Extracted records:

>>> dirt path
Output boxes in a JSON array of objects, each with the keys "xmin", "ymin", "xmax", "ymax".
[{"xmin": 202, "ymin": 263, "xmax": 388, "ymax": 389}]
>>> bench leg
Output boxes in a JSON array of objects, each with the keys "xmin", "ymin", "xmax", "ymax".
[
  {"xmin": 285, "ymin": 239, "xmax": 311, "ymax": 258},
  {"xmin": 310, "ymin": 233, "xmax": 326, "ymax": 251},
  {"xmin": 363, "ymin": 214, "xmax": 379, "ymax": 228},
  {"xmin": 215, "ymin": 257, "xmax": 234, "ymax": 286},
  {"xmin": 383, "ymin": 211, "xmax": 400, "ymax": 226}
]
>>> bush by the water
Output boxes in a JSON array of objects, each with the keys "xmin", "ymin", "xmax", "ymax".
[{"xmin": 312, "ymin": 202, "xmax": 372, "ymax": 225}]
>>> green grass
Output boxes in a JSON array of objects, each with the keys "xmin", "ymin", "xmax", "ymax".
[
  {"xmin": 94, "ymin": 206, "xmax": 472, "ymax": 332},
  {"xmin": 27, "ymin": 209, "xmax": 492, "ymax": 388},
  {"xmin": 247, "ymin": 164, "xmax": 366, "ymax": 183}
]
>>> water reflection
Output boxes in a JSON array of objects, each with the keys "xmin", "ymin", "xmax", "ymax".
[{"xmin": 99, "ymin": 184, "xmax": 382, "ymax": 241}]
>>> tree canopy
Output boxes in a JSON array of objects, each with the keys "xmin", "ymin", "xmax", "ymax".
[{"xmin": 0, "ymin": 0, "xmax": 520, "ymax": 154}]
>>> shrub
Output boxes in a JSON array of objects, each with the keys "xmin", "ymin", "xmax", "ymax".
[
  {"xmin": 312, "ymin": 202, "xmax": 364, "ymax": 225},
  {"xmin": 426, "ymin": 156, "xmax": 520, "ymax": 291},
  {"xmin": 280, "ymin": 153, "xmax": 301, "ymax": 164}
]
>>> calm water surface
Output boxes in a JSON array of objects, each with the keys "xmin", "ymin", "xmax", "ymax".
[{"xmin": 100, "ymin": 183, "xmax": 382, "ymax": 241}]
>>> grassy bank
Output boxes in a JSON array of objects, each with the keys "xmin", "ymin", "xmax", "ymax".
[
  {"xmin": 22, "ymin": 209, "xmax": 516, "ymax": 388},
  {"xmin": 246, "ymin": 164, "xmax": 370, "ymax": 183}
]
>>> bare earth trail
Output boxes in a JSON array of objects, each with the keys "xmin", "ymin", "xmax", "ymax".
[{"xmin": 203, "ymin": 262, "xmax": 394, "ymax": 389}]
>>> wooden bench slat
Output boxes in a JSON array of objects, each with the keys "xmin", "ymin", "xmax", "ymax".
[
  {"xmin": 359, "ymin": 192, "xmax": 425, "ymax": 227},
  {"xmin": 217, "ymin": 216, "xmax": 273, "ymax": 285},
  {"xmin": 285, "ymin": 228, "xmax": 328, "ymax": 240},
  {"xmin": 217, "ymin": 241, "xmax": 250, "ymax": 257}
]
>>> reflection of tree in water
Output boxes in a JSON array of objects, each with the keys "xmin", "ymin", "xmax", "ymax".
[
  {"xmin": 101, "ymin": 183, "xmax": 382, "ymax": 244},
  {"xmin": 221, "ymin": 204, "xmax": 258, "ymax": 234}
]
* * *
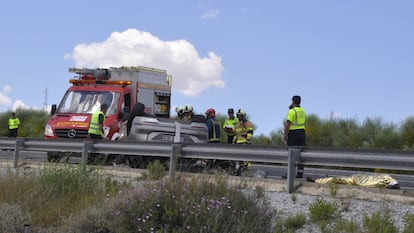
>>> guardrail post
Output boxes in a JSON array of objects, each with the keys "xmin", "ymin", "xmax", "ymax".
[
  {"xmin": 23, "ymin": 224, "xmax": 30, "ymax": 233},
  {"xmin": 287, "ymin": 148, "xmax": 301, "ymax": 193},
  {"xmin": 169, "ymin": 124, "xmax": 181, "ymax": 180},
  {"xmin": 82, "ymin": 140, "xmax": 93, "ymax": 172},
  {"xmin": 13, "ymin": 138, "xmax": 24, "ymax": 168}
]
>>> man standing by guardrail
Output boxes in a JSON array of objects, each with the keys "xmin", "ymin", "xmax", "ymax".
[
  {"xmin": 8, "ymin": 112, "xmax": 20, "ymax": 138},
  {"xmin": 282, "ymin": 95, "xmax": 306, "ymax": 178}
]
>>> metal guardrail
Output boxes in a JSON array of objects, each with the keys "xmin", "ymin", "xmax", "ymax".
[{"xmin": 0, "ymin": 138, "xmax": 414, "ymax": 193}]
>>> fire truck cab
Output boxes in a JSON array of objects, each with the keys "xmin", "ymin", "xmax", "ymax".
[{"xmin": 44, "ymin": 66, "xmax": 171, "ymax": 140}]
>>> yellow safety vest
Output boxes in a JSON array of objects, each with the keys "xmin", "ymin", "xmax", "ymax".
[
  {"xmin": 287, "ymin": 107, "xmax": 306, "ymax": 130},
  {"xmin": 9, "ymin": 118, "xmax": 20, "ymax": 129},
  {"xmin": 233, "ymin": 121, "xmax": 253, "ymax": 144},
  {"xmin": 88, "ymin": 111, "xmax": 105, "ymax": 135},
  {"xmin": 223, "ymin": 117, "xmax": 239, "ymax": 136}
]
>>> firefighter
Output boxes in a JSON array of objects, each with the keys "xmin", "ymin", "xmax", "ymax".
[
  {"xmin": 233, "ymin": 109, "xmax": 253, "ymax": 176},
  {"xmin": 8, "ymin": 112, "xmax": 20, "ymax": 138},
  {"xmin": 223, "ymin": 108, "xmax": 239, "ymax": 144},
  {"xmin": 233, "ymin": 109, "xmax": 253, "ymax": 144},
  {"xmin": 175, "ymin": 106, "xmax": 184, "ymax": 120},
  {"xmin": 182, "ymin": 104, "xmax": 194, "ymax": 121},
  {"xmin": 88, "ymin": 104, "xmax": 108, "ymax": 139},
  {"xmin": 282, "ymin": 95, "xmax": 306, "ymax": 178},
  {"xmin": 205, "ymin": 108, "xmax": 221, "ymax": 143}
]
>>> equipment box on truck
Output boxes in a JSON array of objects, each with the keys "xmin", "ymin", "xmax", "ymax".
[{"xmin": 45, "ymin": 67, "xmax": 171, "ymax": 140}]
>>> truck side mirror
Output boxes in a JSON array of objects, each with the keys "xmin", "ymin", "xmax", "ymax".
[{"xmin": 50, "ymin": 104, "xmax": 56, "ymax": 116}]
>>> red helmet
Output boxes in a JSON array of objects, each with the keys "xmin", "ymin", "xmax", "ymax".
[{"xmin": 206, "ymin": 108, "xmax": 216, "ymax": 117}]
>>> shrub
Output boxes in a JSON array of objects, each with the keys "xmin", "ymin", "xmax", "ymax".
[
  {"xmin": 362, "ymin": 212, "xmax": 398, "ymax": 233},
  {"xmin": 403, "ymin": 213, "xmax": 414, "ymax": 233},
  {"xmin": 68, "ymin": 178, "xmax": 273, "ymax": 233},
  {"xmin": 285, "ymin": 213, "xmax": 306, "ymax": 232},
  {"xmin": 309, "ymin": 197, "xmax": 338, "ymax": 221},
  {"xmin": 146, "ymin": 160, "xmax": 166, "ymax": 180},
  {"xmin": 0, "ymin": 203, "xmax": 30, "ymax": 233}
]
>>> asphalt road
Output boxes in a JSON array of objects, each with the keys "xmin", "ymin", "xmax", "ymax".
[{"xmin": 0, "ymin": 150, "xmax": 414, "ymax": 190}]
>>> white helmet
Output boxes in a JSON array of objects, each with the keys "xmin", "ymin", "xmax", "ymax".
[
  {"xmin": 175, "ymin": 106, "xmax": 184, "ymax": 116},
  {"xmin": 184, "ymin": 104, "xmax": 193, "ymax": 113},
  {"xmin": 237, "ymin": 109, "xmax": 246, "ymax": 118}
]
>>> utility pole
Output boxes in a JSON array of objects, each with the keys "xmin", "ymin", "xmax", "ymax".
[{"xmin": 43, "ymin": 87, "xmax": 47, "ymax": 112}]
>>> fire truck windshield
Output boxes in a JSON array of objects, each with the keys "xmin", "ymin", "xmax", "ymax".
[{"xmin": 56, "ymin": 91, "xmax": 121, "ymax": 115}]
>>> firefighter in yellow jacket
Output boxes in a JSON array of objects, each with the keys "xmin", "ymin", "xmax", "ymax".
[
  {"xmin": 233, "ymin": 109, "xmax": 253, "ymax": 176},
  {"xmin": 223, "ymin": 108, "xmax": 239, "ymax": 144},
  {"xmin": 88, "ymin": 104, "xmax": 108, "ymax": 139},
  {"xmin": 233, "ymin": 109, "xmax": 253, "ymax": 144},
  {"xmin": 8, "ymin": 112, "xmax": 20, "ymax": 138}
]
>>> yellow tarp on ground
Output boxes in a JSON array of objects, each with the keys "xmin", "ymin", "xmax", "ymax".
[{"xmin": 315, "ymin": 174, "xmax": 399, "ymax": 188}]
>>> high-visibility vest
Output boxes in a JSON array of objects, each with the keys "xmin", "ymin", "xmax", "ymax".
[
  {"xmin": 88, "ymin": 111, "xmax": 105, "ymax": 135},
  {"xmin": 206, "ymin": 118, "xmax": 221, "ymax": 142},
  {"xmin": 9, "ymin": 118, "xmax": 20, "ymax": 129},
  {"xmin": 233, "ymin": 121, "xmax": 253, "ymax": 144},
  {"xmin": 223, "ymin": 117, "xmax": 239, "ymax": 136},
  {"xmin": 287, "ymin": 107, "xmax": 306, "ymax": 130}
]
==
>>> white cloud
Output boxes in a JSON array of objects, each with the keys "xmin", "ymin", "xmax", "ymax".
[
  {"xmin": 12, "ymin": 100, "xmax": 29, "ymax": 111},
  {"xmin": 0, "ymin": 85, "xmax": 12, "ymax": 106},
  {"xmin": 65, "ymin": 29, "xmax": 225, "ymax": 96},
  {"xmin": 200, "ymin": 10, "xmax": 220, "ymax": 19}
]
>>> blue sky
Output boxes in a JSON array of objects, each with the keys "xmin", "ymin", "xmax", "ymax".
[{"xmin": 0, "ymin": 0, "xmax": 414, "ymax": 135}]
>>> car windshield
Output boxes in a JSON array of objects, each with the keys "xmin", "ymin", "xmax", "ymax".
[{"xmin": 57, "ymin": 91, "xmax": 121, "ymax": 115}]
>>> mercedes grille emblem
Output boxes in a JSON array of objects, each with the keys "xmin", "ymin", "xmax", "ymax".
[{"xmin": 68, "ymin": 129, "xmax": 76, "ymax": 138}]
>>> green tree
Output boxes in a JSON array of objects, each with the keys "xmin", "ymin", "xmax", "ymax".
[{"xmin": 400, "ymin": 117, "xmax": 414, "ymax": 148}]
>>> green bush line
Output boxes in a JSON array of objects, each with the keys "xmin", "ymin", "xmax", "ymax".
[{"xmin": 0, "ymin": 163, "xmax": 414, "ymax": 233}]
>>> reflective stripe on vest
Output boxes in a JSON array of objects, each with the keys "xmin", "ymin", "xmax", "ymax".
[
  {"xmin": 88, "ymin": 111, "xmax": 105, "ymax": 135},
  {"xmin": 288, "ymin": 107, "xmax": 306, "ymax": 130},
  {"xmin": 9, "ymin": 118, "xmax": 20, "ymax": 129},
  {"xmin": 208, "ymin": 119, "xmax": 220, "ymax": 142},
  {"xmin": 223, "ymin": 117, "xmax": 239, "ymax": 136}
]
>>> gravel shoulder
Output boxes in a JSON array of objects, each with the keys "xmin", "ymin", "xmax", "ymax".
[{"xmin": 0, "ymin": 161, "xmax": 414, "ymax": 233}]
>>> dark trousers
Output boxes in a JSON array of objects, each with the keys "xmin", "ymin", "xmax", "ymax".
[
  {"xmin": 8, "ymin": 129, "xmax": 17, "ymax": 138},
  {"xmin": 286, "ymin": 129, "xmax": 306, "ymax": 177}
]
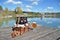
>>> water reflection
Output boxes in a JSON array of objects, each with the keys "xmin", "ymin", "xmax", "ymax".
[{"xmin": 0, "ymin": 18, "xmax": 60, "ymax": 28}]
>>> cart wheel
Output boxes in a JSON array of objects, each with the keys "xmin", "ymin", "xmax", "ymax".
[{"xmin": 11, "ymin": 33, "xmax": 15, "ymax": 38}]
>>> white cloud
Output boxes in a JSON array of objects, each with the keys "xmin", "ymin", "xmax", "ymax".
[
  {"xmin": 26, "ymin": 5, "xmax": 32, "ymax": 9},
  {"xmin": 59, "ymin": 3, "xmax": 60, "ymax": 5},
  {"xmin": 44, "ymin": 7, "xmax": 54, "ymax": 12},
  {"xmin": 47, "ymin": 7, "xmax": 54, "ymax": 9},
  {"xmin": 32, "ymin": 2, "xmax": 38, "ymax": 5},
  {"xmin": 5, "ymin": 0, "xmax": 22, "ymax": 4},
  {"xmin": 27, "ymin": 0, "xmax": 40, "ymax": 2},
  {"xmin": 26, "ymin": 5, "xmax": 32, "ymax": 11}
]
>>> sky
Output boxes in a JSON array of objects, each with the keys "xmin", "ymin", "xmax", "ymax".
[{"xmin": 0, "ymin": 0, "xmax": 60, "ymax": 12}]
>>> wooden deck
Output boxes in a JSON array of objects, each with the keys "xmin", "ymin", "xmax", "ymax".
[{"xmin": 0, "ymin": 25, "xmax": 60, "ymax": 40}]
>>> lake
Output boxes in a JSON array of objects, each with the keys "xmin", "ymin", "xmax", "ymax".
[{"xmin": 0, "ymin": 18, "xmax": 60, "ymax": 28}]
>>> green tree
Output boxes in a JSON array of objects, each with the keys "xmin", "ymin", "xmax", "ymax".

EXERCISE INSTRUCTIONS: Which lines of the listing above contain the word "vest"? List each of them in full.

SOLUTION FOR THIS TASK:
>>> yellow safety vest
>>> high-visibility vest
>>> reflective stripe on vest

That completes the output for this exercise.